[Collection entries]
*** Block opens ***

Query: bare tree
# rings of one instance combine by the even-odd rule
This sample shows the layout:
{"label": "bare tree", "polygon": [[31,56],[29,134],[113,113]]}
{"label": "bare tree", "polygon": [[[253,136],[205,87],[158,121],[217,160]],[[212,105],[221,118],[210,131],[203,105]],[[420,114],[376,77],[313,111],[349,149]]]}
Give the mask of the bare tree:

*** Block closes ***

■ **TO DO**
Print the data in full. Match it exactly.

■ **ANSWER TO THIS TASK**
Query: bare tree
# rings of one instance combine by the even-odd rule
This sample shows the layout:
{"label": "bare tree", "polygon": [[31,56],[29,134],[113,113]]}
{"label": "bare tree", "polygon": [[[253,136],[205,87],[158,121],[217,160]],[[212,105],[221,118],[210,131],[203,105]],[[420,114],[376,77],[313,111],[349,149]]]}
Give the mask of the bare tree:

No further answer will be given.